__次の課題__:
• A. 呼吸鎖経路についての本文から、「本発明の製造法により製造され」から「理活性物質などが挙げられる。」までのすべてを一字も変えずに引用してください。
• B. 呼吸鎖経路についての本文を、最後に示された文の続きから書き進めてください。

__本文__:
本発明の製造法により製造される物質は、微生物により製造され得る物質であれば特に制限されず、例えばL−スレオニン、L−リジン、L−グルタミン酸、L−ロイシン、L−イソロイシン、L−バリン、L−フェニルアラニン等の種々のL−アミノ酸;グアニル酸、イノシン酸等の核酸類;ビタミン類;抗生物質;成長因子;生理活性物質などが挙げられる。
【0011】
本発明に用いる微生物は、上記のような目的物質の生産能を有し、かつ、呼吸鎖経路として、エネルギー効率の良い呼吸鎖経路と、エネルギー効率の悪い呼吸鎖経路を保持する微生物の親株から創製され、、以下の性質の一方又は両方を有する変異株又は遺伝子組換え株である。
(A)エネルギー効率の良い呼吸鎖経路増強されている、
(B)エネルギー効率の悪い呼吸鎖経路が欠損している。
【0012】
エシェリヒア・コリやコリネ型細菌等の微生物は、一般的に、同時に複数の呼吸鎖電子伝達経路を並列に持ち、1電子当たりのプロトン輸送比が高い経路と低い経路に分けられる。例えば、エシェリヒア・コリでは、電子供与体がNADHである場合、NADHからキノンプールへのプロトン伝達を触媒するNADH脱水素酵素として、NDHIとNDHIIがある。これらのうち、NDHIはエネルギー効率が良く、NDHIIはエネルギー効率が悪い。すなわち、電子一個当たり排出できるプロトンの分子数(プロトン輸送比(proton translocation value))は、NDHIでは2であると考えられているが、NDHIIでは0である。
本発明においては、上記のような1電子当たりのプロトン輸送比が高い経路、すなわちエネルギー効率の良い呼吸鎖経路の増強を行い、エネルギー効率の悪い呼吸鎖経路の欠損を行う。エネルギー効率の良い呼吸鎖経路の増強は、該呼吸鎖経路に関与する呼吸鎖酵素の活性を増強することにより行うことができる。また、エネルギー効率の悪い呼吸鎖経路の欠損は、該呼吸鎖経路に関与する呼吸鎖酵素の活性を低下又は消失させることにより行うことができる。
【0013】
本発明における呼吸鎖経路に関与する呼吸鎖酵素とは、呼吸鎖を構成する酵素であれば特に制限されないが、具体的には電子供与体からユビキノン、ジメチルメナキノン、メナキノン等のキノンプールへの電子伝達を触媒する脱水粗酵素、及び、キノンプールから電子受容体への電子伝達を触媒する酸化酵素が挙げられる。
【0014】
一方、キノンプールからの電子伝達により水分子を生成する反応を触媒する酸化酵素にはSoxM型(bo型)とbd型があるが、プロトン輸送比はbo型では2であるのに対し、bd型は1であり、bo型の方がエネルギー効率は高い。

__提供資料__:
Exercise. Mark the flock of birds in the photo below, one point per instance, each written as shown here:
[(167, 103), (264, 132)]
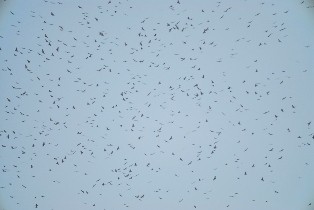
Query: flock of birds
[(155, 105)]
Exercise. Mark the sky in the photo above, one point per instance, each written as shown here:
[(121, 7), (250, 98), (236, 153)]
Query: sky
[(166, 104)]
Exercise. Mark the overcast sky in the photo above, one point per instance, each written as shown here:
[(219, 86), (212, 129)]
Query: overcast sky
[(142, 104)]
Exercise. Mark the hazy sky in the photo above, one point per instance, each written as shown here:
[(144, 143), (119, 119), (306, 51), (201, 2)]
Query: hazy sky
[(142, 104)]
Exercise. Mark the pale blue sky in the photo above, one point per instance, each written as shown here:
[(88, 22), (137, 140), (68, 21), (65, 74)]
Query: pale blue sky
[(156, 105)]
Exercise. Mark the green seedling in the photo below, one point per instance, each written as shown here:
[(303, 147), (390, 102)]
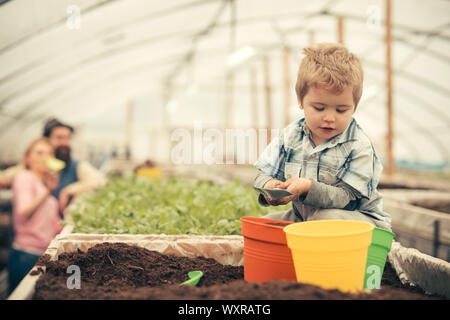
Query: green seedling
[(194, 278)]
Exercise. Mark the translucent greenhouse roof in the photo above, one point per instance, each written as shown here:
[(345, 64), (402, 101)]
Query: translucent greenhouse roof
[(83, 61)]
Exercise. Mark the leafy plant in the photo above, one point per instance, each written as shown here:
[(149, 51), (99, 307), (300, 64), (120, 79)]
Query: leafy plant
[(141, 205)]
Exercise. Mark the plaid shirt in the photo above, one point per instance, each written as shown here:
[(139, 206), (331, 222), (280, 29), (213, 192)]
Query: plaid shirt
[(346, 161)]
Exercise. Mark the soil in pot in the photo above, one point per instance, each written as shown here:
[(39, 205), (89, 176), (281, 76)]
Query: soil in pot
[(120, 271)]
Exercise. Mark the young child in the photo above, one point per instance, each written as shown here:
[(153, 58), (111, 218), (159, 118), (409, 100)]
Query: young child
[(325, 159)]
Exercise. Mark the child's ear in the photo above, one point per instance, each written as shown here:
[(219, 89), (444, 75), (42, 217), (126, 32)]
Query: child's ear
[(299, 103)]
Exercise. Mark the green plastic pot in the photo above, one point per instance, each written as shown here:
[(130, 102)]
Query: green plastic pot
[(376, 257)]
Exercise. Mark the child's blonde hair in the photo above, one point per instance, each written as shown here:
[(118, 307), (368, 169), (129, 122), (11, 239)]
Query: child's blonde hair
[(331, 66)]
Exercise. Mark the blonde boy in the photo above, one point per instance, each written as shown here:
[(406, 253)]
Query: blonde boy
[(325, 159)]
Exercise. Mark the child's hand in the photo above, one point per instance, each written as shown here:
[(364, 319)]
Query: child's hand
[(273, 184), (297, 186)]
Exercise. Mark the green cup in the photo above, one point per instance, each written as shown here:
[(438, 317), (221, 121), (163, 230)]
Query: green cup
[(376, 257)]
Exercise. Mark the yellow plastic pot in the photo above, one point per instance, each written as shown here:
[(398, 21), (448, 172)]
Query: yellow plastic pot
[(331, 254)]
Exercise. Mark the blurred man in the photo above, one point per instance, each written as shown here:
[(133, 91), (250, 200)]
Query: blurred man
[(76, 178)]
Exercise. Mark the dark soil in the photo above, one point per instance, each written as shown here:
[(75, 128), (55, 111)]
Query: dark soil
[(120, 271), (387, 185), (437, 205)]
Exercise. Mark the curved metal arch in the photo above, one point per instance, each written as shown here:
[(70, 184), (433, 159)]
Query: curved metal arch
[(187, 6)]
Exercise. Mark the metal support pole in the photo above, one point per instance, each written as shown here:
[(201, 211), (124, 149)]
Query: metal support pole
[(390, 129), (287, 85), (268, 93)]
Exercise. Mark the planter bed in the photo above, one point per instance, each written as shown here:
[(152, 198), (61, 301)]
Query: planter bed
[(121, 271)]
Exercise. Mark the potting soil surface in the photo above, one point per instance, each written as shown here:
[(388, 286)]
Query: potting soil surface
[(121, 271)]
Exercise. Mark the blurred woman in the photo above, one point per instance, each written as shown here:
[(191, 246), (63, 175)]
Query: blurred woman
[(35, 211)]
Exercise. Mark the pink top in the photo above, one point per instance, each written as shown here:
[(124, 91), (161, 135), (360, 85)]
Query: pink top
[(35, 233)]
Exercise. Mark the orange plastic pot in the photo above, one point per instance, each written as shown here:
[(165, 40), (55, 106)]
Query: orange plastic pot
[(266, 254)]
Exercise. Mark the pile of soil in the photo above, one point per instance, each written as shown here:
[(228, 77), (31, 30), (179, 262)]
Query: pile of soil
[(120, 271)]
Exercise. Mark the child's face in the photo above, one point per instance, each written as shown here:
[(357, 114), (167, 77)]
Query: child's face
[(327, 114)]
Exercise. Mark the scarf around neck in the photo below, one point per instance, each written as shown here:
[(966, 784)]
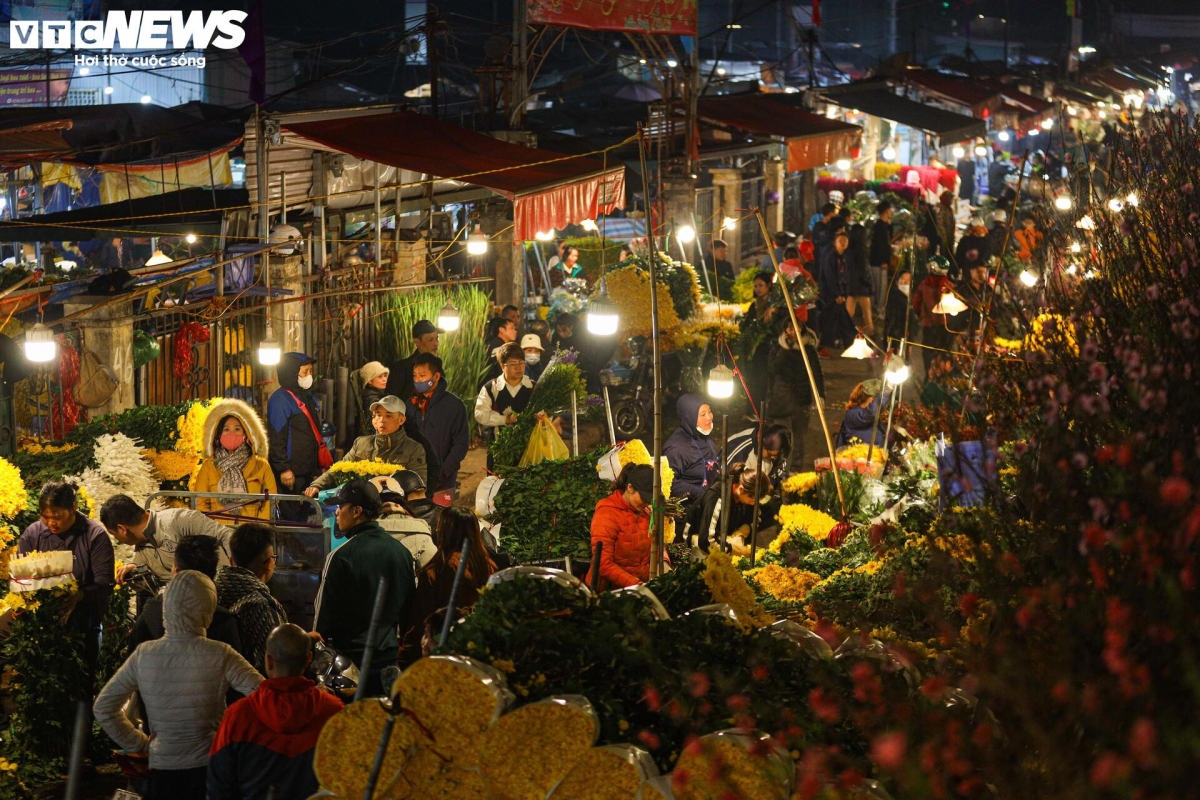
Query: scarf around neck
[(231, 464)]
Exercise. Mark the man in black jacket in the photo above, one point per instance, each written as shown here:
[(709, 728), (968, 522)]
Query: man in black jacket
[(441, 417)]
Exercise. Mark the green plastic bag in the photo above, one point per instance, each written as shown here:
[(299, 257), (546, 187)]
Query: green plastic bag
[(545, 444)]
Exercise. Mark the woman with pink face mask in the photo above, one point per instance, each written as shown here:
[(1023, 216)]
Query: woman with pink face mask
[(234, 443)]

__課題別の出力__:
• A.
本発明の製造法により製造される物質は、微生物により製造され得る物質であれば特に制限されず、例えばL−スレオニン、L−リジン、L−グルタミン酸、L−ロイシン、L−イソロイシン、L−バリン、L−フェニルアラニン等の種々のL−アミノ酸;グアニル酸、イノシン酸等の核酸類;ビタミン類;抗生物質;成長因子;生理活性物質などが挙げられる。

• B.
【0015】
本発明においてエネルギー効率が「良い」又は「悪い」とは、絶対的なものではなく、上記のように相対的な概念である。
次に、エネルギー効率の良い呼吸鎖酵素の活性を増強する手段、及び、エネルギー効率の悪い呼吸鎖酵素の活性を低下又は消失させる手段を説明する。
【0016】
エネルギー効率の良い呼吸鎖酵素の活性の増強は、例えば、同酵素をコードする遺伝子を断片を、微生物細胞内で機能するベクター、好ましくはマルチコピー型ベクターと連結して組換えDNAを作製し、これを微生物に導入して形質転換すればよい。形質転換株の細胞内の前記酵素遺伝子のコピー数が上昇する結果、酵素活性が増幅される。以下に、エネルギー効率の良い呼吸鎖酵素の遺伝子としてシトクロムbo型酸化酵素をコードするcyoオペロン(cyoABCDE)を例として説明する。
【0017】
エシェリヒア・コリのcyoオペロンの配列はすでに報告されており(Chepuri et al., The Journal of Biological Chemistry, 265:11185-11192 (1990))、その配列をもとに同オペロンをクローニングすることができる。cyoオペロンは、エシェリヒア属細菌の遺伝子を用いることも、コリネ型細菌などの他の生物由来の遺伝子を用いることも可能である。
【0018】
遺伝子のクローニング及び微生物への導入に使用されるベクターとしては、例えばエシェリヒア・コリ細胞内で自律複製可能なプラスミド、具体的にはpUC19、pUC18、pBR322、pHSG299、pHSG298、pHSG399、pHSG398、RSF1010、pSTV29等が挙げられる。また、コリネ型細菌への遺伝子の導入には、コリネ型細菌及びエシェリヒア・コリにおいて自律複製可能なシャトルベクターを用いることが好ましい。例えば、コリネ型細菌で自律複製可能なプラスミドとしては、以下のものが挙げられる。
【0019】
pAM 330 特開昭58−67699号公報参照
pHM 1519 特開昭58−77895号公報参照
pAJ 655 特開昭58−192900号公報参照
pAJ 611 同 上
pAJ 1844 同 上
pCG 1 特開昭57−134500号公報参照
pCG 2 特開昭58−35197号公報参照
pCG 4 特開昭57−183799号公報参照
pCG 11 同 上
pHK4 特開平5−7491号公報参照
【0020】
cyoオペロンを含むDNA断片とベクターを連結して組換えDNAを調製するには、gltBD遺伝子の末端に合うような制限酵素でベクターを切断する。連結は、T4 DNAリガーゼ等のリガーゼを用いて行うのが普通である。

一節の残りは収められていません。